◆ **Auszug**
Aufträge von Ministerien

Als 2013 das erste wichtige Paper veröffentlicht wurde, erkannten auch andere dieses Potenzial, einschließlich Wylie. Es war die Zeit, als er an seiner Doktorarbeit schrieb und nebenbei für die Liberaldemokraten eine Präsentation erarbeitete, mit der er zeigen wollte, wie Persönlichkeitsmerkmale politisches Verhalten bestimmen. Er sah darin einen Weg für die Partei, mögliche neue Wähler zu identifizieren. Das einzige Problem war: Die Partei hatte kein Interesse.

Über eine Parteibekanntschaft geriet Wylie jedoch in Kontakt mit einer Firma namens SCL Group, deren Tochtergesellschaft SCL Elections später Cambridge Analytica gründete (eine Kooperation zwischen SCL Elections und Robert Mercer, finanziert von Letzterem). Alexander Nix, damals CEO von SCL Elections, machte Wylie ein Angebot, das er nicht ablehnen konnte. Er soll gesagt haben: „Wir geben Ihnen völlige Freiheit. Experimentieren Sie. Kommen Sie und probieren Sie all Ihre verrückten Ideen aus.“

Der Job war der eines Forschungsleiters innerhalb der SCL Group. Die SCL ist ein privater Auftragnehmer, der sowohl auf Verteidigung als auch auf Wahlen spezialisiert ist. Der Verteidigungsbereich war unter anderem Auftragnehmer des britischen Verteidigungsministeriums und des US-Verteidigungsministeriums. Seine Expertise lag bei „psychologischen Operationen“ – Psyops genannt –, die die Einstellung der Leute nicht durch Überzeugungskraft, sondern durch „informationelle Dominanz“ – mittels Gerüchten, Fehlinformationen, Fake News – verändern sollten. SCL Elections hatte ähnliche Mittel bei rund 200 Wahlen auf der ganzen Welt eingesetzt, vor allem in wenig entwickelten Demokratien, die, wie Wylie erkannte, nicht dafür gewappnet waren, sich zu verteidigen.

Als Wylie in den SCL-Büros in Mayfair auftauchte, hatte er keine Ahnung, dass er sich in ein Geflecht aus Verteidigungs- und Geheimdienstprojekten, privaten Subunternehmern und hochmodernen Cyberwaffen begab. Wenige Monate später, im Herbst 2013, traf Wylie Steve Bannon. Zu dieser Zeit war Bannon Chefredakteur von Breitbart, das er nach England exportiert hatte, um seinen Freund Nigel Farage bei dessen Brexit-Feldzug zu unterstützen.

◆ **Zeilen**
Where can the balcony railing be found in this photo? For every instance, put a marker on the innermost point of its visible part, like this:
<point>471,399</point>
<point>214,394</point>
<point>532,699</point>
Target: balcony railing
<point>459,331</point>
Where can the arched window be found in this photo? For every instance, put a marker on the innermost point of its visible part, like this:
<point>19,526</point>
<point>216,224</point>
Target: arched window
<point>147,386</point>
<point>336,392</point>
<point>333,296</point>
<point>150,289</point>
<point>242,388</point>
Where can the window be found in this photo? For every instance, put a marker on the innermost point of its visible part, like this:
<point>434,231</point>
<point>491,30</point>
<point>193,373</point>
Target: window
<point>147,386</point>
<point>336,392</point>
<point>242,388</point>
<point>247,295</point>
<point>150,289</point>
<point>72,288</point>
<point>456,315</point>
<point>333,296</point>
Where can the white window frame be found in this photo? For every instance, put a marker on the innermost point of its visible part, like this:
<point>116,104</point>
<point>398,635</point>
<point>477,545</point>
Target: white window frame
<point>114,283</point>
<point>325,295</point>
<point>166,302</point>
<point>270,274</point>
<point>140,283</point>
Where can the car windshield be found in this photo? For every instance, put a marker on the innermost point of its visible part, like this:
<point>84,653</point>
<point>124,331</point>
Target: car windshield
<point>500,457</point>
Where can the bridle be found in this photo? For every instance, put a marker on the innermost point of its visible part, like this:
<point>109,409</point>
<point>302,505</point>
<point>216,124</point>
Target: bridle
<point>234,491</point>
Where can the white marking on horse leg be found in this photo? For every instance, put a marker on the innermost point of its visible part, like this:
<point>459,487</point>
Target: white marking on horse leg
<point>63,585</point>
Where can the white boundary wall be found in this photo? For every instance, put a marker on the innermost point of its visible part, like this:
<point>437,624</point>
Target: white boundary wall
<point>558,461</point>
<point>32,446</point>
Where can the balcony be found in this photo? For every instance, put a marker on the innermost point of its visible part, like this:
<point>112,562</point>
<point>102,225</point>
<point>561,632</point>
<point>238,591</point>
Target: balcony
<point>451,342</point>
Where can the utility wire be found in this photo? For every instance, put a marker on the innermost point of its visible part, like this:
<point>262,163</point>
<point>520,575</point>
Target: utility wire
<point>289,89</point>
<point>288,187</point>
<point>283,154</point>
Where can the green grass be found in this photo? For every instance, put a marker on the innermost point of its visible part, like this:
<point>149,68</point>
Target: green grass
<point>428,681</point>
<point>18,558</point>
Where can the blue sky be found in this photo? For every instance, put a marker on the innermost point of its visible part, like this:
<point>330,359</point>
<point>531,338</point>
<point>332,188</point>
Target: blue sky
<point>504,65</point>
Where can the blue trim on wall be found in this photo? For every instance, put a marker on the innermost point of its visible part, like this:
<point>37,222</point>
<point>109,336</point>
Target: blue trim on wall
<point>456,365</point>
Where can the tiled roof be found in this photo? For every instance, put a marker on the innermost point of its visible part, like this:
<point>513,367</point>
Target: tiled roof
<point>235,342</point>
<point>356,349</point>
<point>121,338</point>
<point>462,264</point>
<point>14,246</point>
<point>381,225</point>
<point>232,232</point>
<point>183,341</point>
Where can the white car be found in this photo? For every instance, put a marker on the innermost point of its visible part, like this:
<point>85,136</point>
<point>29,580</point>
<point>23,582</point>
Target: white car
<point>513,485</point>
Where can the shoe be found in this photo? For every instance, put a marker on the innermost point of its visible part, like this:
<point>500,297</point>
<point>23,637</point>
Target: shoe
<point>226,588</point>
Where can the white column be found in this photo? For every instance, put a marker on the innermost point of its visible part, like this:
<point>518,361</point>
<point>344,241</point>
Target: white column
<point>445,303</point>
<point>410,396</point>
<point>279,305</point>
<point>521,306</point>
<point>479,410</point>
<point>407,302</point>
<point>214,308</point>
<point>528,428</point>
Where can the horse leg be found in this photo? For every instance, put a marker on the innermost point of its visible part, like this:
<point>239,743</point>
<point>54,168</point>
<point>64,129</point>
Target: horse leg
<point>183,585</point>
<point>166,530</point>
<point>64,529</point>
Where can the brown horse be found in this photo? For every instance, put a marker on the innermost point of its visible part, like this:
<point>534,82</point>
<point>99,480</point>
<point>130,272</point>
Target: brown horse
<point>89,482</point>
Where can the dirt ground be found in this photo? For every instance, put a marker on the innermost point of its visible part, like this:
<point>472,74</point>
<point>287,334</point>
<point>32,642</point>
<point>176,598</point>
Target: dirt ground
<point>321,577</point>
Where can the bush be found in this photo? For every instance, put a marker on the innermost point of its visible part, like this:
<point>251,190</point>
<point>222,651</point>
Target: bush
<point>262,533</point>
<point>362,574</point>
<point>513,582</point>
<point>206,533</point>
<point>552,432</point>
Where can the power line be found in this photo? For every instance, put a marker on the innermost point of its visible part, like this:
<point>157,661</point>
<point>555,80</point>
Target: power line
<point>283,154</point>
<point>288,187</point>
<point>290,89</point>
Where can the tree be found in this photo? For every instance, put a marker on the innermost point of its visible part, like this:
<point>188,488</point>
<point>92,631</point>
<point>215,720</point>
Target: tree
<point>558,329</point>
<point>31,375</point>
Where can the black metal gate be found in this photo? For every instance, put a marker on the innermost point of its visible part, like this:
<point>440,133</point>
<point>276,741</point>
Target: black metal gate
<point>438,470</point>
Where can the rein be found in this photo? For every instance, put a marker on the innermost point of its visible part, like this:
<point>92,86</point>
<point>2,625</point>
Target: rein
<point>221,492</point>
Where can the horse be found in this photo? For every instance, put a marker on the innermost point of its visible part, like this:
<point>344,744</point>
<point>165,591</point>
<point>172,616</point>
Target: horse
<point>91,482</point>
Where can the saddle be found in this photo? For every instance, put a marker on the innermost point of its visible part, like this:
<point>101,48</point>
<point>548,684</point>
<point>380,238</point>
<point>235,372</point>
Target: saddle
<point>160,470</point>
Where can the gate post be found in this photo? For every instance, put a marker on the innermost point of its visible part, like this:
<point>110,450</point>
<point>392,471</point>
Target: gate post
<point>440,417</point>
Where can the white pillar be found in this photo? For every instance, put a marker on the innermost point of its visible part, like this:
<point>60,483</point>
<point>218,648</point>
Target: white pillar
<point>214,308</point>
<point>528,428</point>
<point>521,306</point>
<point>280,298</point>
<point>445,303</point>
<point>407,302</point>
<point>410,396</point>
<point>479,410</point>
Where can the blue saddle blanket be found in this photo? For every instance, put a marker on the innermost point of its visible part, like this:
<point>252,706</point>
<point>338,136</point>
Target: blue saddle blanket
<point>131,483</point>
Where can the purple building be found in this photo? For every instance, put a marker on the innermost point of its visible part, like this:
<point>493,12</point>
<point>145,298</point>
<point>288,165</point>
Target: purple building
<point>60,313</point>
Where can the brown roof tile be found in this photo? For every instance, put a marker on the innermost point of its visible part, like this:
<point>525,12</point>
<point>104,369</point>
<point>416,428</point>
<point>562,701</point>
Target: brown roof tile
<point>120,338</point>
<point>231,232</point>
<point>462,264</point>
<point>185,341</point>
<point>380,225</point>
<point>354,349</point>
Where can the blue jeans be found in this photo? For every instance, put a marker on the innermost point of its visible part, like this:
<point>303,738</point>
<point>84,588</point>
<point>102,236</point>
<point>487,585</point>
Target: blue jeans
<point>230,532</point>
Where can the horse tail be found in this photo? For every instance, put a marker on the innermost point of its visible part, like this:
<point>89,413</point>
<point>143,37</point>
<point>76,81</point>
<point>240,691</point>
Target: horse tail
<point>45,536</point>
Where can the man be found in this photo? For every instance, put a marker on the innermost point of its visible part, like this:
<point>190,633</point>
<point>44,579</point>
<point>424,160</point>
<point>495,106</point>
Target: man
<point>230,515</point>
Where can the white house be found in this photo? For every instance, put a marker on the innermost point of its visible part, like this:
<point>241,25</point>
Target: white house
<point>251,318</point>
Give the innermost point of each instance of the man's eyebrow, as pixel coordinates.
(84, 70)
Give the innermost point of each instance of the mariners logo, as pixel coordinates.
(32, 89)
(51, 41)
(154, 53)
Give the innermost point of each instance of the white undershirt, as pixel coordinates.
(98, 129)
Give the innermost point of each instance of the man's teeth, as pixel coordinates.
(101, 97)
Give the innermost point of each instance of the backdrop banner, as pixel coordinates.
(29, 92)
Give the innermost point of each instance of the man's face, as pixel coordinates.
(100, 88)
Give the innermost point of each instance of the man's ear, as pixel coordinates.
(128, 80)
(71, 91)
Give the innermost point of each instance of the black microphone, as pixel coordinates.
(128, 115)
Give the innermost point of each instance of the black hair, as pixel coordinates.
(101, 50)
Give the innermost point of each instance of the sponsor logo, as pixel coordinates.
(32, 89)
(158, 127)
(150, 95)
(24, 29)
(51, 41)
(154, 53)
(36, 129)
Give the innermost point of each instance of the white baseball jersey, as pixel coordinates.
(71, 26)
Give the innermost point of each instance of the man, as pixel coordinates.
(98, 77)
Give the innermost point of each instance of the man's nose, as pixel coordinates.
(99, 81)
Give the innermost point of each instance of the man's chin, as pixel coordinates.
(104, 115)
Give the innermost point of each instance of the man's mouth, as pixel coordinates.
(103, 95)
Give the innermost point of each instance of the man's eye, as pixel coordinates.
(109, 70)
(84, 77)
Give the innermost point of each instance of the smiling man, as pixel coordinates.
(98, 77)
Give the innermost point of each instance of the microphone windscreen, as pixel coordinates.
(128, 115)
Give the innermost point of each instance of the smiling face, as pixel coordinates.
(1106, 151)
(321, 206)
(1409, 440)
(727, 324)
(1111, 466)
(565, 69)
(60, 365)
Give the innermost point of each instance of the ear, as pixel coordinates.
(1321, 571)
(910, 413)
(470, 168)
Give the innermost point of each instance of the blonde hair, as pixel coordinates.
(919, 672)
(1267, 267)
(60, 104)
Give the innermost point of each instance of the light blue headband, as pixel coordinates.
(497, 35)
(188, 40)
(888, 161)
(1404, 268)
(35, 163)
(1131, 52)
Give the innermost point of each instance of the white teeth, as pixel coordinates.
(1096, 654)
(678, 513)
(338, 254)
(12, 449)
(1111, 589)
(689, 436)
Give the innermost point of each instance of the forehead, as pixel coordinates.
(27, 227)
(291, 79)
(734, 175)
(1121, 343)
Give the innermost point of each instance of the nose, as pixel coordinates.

◆ **Aufgabe**
Schreib den Auszug über Wylie und die SCL Group ab dem letzten Satz weiter.

◆ **Antwort**
Als „smart“ habe er Bannon empfunden, sagt Wylie. „Er hat ein echtes Interesse an Ideen. Er ist der einzige heterosexuelle Mann, mit dem ich jemals über intersektionale feministische Theorie gesprochen habe. Er erkannte sofort ihre Relevanz für die Überforderung, die konservative, junge weiße Männer empfinden.“

Als Wylie auf Bannon traf, war das der Moment, in dem Benzin auf eine flackernde Flamme gegossen wurde.

Politik sei wie Mode, erklärte er Bannon. „Der hat das sofort verstanden. Er glaubt an die Andrew-Breitbart-Doktrin, dass Politik der Kultur nachgelagert ist. Um die Politik zu ändern, muss man also die Kultur verändern. Und Modetrends sind dafür ein nützlicher Hebel. Trump ist im Grunde wie ein Paar Uggs oder Crocs. Wie schaffst du es davon, dass die Leute denken: Uff. Wie hässlich, zu dem Moment zu kommen, wo alle sie tragen? Das war der Dreh, nach dem er suchte.“

Aber Wylie sprach nicht nur von Mode. Er war kurz zuvor durch SCL mit einer neuen Disziplin in Kontakt geraten: „informationelle Kriegsführung“, die in der US-Militärdoktrin des „fünfdimensionalen Kampfraums“ neben Land, See, Luft und Weltraum rangiert. Es war Bannon, der das Konzept des Informationskriegs aufnahm und den Mercers vorstellte: Robert Mercer – Co-CEO des Hedgefonds Renaissance Technologies, der seine Milliarden für eine rechte Agenda einsetzte, für republikanische Zwecke spendete und ihre Kandidaten unterstützte – und dessen Tochter Rebekah. Nix und Wylie flogen nach New York, um beide in Rebekahs Appartement in Manhattan zu treffen.

Die Enthüllungen und ihre Folgen

Mit Bestürzung reagieren Politiker allerorts auf die Enthüllungen Christopher Wylies. Vertreter der Republikanischen und der Demokratischen Partei in den USA forderten eine Erklärung von Facebook-Chef Mark Zuckerberg. Außerdem solle der Justizausschuss die Geschäftsführer aller großen Internet-Konzerne vorladen, um sie über den Umgang mit Nutzerdaten zu befragen. In Europa kündigte der Präsident des Europäischen Parlaments, Antonio Tajani, eine umfassende Untersuchung an. Věra Jourová, EU-Justizkommissarin, sagte, die EU werde „alle möglichen rechtlichen Maßnahmen ergreifen“. In Großbritannien will sich die Datenschutzbeauftragte Elizabeth Denham gerichtlich Zugang zu den Servern von Cambridge Analytica (CA)verschaffen.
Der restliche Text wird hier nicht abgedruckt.